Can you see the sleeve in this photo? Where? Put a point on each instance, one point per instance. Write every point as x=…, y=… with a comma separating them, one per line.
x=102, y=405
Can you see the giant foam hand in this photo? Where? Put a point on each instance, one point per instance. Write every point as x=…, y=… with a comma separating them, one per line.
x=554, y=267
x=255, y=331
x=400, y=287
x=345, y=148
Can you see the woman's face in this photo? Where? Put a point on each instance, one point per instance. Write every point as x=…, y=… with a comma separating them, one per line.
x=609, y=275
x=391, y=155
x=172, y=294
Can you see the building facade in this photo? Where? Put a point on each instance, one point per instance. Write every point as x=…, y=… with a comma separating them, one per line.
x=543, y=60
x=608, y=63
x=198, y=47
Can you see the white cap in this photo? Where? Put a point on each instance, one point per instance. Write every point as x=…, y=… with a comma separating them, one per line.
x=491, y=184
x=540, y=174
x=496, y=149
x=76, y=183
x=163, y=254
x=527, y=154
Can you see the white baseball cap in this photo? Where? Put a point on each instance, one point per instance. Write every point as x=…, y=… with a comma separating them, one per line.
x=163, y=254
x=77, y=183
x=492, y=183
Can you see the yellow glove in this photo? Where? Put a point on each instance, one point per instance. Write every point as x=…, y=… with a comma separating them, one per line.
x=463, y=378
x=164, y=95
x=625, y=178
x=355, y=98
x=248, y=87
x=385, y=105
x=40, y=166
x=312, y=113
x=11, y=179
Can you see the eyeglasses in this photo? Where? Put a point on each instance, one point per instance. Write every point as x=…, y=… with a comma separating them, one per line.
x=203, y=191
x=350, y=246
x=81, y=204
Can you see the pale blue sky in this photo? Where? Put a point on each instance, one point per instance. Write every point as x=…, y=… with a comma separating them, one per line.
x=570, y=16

== WHAT TO PRODUCE ==
Output the entire listing exactly as it appears above.

== REPLY TO THE EXERCISE ==
Can you see the sleeve in this photo? Where? Put a point on each instance, one point per instance. Write every point as x=…, y=… with a comma separating them, one per line.
x=102, y=405
Can you see the giant foam hand in this photo? Where? Put a point on each instance, one point per instance. Write every point as x=…, y=… with a comma separating them, one per line.
x=554, y=267
x=255, y=331
x=400, y=287
x=345, y=148
Can you see the woman's face in this photo? Where? Put a point on each instance, one point per instance. Write every point as x=…, y=… with a comma separating them, one per line.
x=609, y=275
x=391, y=155
x=172, y=294
Can you see the building facade in this photo? Where? Put a point on each instance, one point per instance. Write every point as x=…, y=… with a comma separating them, one per line.
x=543, y=60
x=608, y=63
x=198, y=47
Can you see the white cap in this photo? Where? Put a point on each instance, one point per instance. Write every point as x=…, y=… with a comma separating them, one per line.
x=491, y=184
x=540, y=174
x=496, y=149
x=76, y=183
x=163, y=254
x=527, y=154
Can you see the white baseball cap in this photo? Where? Put a point on each instance, one point per instance. Write every point as x=…, y=… with a comma separating them, one per line.
x=163, y=254
x=77, y=183
x=492, y=183
Can you see the yellow glove in this photo? Where? Put a point on each instance, one point per instance. Write every point as x=…, y=… with a comma separating them, one per line.
x=463, y=378
x=164, y=95
x=625, y=178
x=355, y=98
x=248, y=87
x=385, y=105
x=40, y=166
x=312, y=113
x=11, y=179
Can you see the eyeglasses in this photo? Where? Put a point on each instance, one point per instance. Write every point as x=…, y=… with a comma separating them, one per line.
x=203, y=191
x=350, y=246
x=81, y=204
Can you see the pale blue sky in this photo? Where? Put a point on each instance, one point per instance. Write every point as x=…, y=… with a comma separating them, one per line.
x=570, y=16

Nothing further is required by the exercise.